Segment Start: WORKING DATA

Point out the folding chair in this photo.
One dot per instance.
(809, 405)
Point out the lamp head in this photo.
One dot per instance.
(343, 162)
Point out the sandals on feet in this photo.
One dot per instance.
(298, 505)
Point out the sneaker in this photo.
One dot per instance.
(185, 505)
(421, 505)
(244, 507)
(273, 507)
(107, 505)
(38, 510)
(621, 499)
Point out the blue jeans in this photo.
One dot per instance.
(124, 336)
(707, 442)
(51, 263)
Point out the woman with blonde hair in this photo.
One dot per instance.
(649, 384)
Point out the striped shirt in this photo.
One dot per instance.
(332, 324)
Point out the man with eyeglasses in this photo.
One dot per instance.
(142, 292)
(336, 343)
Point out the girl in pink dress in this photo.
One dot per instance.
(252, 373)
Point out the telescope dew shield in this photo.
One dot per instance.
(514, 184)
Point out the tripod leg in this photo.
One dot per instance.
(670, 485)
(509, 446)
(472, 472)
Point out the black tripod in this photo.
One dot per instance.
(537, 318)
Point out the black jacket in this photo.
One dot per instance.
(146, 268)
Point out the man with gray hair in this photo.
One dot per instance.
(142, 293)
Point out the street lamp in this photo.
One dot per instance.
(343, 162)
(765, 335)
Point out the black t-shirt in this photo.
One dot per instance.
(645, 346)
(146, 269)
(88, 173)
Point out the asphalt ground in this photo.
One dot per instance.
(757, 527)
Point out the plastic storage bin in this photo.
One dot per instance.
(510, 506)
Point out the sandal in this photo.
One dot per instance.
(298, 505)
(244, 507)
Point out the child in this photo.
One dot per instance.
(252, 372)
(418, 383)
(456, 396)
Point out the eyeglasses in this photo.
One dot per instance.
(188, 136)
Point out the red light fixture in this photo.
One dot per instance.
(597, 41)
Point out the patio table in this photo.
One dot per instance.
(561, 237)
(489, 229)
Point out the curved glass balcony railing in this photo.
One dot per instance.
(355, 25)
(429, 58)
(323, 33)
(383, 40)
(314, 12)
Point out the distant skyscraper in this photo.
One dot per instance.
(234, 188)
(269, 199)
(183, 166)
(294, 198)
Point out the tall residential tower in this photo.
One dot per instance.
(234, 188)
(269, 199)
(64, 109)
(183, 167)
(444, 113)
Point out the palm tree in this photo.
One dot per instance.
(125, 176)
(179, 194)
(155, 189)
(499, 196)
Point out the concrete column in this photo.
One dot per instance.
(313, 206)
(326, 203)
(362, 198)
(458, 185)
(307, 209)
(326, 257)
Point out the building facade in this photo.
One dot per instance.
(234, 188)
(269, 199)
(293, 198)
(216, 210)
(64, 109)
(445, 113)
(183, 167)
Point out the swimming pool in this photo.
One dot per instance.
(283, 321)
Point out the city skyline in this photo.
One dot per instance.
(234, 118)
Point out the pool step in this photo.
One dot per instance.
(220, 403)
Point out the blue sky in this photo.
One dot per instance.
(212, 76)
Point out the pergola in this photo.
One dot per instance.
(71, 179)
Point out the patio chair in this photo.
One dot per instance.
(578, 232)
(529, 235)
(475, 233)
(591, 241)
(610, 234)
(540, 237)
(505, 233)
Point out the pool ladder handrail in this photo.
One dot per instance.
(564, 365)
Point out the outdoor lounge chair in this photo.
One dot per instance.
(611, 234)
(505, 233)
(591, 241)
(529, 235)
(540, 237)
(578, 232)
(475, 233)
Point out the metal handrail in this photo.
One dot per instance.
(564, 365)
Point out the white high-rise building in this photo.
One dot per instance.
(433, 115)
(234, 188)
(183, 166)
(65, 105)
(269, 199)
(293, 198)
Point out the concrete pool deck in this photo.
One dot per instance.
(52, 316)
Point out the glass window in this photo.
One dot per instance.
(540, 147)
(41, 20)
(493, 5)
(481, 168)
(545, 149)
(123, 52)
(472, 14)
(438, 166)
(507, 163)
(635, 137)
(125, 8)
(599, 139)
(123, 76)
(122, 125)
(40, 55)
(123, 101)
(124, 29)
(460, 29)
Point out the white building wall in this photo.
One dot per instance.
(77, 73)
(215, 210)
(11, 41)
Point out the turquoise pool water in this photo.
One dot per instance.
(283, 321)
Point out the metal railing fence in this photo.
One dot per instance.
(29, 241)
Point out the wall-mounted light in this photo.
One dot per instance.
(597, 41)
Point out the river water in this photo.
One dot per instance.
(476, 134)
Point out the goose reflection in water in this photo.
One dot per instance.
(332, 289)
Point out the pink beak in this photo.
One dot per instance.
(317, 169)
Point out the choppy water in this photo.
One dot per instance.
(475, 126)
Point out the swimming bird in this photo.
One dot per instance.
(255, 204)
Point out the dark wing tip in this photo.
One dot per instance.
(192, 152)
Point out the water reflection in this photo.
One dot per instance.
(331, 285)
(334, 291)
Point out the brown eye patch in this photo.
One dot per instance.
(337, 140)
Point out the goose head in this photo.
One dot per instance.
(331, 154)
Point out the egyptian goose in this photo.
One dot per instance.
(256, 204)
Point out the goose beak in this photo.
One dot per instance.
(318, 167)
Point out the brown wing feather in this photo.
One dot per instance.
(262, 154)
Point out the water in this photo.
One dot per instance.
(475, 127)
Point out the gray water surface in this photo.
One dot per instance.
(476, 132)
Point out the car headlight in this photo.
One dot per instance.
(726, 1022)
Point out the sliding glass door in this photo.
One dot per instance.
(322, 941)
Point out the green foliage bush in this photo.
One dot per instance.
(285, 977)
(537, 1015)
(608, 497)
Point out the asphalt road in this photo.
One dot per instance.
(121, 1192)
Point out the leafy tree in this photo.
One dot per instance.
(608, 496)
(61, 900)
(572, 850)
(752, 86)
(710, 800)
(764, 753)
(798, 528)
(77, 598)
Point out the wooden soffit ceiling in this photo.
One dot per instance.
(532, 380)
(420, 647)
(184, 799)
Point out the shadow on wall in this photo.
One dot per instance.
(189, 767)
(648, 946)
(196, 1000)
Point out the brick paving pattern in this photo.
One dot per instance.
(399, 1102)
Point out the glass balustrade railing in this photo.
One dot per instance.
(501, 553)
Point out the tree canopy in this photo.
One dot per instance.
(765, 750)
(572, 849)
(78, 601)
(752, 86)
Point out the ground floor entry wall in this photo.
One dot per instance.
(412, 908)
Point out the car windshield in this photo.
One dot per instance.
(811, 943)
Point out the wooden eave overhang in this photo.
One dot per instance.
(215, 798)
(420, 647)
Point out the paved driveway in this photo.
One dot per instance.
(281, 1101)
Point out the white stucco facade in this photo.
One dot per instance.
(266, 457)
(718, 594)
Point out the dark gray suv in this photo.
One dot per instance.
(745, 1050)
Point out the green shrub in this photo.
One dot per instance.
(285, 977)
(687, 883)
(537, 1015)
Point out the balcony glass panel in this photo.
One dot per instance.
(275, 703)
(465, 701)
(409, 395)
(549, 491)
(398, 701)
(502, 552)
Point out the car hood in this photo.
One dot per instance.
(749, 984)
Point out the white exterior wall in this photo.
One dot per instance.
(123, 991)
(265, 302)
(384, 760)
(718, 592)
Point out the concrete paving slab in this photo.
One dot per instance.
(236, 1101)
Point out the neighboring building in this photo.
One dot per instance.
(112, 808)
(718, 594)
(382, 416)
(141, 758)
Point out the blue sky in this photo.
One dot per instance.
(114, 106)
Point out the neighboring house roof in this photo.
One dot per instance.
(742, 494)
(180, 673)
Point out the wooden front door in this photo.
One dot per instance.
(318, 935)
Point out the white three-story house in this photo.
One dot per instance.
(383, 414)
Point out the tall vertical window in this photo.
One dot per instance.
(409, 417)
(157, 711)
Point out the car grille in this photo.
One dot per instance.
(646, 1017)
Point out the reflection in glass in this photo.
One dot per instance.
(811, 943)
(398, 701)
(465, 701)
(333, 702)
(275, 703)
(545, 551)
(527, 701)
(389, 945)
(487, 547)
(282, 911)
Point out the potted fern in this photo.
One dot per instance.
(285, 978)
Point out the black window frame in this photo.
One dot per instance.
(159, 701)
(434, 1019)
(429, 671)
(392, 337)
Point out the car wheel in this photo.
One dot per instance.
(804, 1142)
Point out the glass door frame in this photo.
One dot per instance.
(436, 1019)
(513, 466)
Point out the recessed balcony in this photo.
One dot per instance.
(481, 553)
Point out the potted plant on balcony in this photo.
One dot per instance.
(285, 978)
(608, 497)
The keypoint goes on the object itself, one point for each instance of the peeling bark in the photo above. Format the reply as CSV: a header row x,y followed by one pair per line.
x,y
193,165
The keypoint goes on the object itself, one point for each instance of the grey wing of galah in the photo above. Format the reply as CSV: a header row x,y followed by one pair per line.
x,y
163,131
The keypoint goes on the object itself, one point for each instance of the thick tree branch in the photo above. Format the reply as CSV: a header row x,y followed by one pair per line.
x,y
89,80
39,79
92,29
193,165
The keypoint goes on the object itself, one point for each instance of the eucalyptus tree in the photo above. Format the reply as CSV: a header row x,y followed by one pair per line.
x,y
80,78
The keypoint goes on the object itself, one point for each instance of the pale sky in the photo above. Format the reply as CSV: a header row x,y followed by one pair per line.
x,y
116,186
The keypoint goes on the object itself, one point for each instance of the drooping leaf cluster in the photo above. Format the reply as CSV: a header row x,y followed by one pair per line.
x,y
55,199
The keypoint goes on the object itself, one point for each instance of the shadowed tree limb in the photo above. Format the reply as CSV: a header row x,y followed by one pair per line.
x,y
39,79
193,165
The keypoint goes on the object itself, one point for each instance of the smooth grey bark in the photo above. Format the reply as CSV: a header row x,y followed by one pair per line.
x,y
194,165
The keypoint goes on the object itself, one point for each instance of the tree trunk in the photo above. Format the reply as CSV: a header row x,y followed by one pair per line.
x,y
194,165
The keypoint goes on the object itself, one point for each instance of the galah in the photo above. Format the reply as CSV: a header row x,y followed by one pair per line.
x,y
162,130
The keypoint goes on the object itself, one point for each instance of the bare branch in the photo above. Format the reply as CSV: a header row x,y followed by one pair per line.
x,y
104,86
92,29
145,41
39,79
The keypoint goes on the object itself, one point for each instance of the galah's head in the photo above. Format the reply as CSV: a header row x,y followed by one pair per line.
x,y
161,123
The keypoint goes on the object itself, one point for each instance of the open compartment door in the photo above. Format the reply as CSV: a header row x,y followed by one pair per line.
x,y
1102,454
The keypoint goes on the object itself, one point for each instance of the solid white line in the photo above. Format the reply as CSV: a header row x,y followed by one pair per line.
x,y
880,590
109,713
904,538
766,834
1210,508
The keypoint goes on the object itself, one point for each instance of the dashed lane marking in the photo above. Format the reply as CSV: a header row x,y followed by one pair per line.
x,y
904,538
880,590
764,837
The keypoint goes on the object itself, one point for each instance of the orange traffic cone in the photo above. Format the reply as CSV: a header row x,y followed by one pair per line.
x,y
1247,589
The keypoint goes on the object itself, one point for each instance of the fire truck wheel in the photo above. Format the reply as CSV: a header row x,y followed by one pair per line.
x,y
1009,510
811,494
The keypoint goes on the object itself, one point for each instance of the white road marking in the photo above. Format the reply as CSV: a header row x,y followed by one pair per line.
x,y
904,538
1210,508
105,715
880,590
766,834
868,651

Segment End: WORKING DATA

### WORK REQUIRED
Nothing but the lines above from the one containing "Point out the building facade in this photo." through the one containing "Point out the glass window in this photo." should appear in the answer, each repeated exactly.

### RESPONSE
Point out the building facade in this photo.
One dot per instance.
(234, 188)
(269, 199)
(293, 198)
(216, 210)
(64, 109)
(445, 113)
(183, 167)
Point out the swimming pool in this photo.
One dot per instance.
(283, 321)
Point out the city skyline in this photo.
One dot per instance.
(234, 118)
Point out the pool step in this photo.
One dot per instance.
(220, 403)
Point out the blue sky in this photo.
One dot per instance.
(212, 76)
Point out the pergola in this photo.
One dot per instance.
(71, 179)
Point out the patio chair in this photo.
One dot per instance.
(578, 232)
(529, 235)
(475, 233)
(591, 241)
(610, 234)
(540, 237)
(505, 233)
Point out the pool ladder handrail in this photo.
One dot per instance.
(564, 365)
Point out the outdoor lounge chair in this photo.
One dot per instance.
(611, 234)
(505, 233)
(591, 241)
(529, 235)
(540, 237)
(578, 232)
(475, 233)
Point out the metal handrail in this photo.
One dot per instance.
(564, 365)
Point out the white high-rise building in this photo.
One dot per instance.
(433, 115)
(234, 188)
(183, 166)
(65, 105)
(269, 199)
(293, 198)
Point out the concrete pool deck in this photo.
One dot per instance.
(52, 316)
Point out the glass window in this photo.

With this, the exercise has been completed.